§ **What to work on**:
1 - According to the Rift Valley fever notice, in which Kenyan counties has the outbreak been confirmed?
2 - Reproduce the part of the Rift Valley fever notice that begins at the words "There is an" and stops after "prevent Rift Valley fever?".
3 - Sum up the Rift Valley fever notice in two sentences.

━━━ Excerpted passage

Rift Valley Fever in KenyaUpdated July 23, 2018
What is Rift Valley fever?
Rift Valley fever (RVF) is an illness that is primarily spread by direct contact with blood, fluids, or tissues of infected animals such as cattle, buffalo, sheep, goats, and camels. Less commonly, it can also be spread through mosquito bites.
Most people with RVF do not feel sick or have only mild illness. Symptoms of RVF include fever, weakness, back pain, dizziness, and weight loss. However, a small percentage (8%–10%) of people may have more serious illness, such as severe bleeding, swelling of the brain, or eye disease. Approximately 1% of people who get RVF die from the disease.
There is an outbreak of Rift Valley fever (RVF) in Kenya.
Travelers to Kenya should protect themselves from RVF by avoiding contact with infected animals and preventing mosquito bites.
What is the current situation?
Health officials have reported an ongoing outbreak of RVF in Kenya that began in June 2018. The outbreak has been confirmed in the counties of Wajir, Marsabit, and Siaya.
What can travelers do to prevent Rift Valley fever?
Avoid exposure to animals or animal blood
Do not handle raw meat.
Wear protective equipment if working with animals.

━━━━━━
━━━ Input data

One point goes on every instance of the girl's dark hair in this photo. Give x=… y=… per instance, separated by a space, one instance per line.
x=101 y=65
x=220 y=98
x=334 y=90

━━━━━━

§ **Answers to the problems**:
1 - Wajir, Marsabit, and Siaya.

2 -
There is an outbreak of Rift Valley fever (RVF) in Kenya.
Travelers to Kenya should protect themselves from RVF by avoiding contact with infected animals and preventing mosquito bites.
What is the current situation?
Health officials have reported an ongoing outbreak of RVF in Kenya that began in June 2018. The outbreak has been confirmed in the counties of Wajir, Marsabit, and Siaya.
What can travelers do to prevent Rift Valley fever?

3 - Rift Valley fever spreads mainly through contact with the blood, fluids, or tissues of infected animals, and less often through mosquito bites. Most people have mild illness or none, but about 1% die, and travelers to Kenya, where an outbreak began in June 2018, should avoid contact with infected animals and prevent mosquito bites.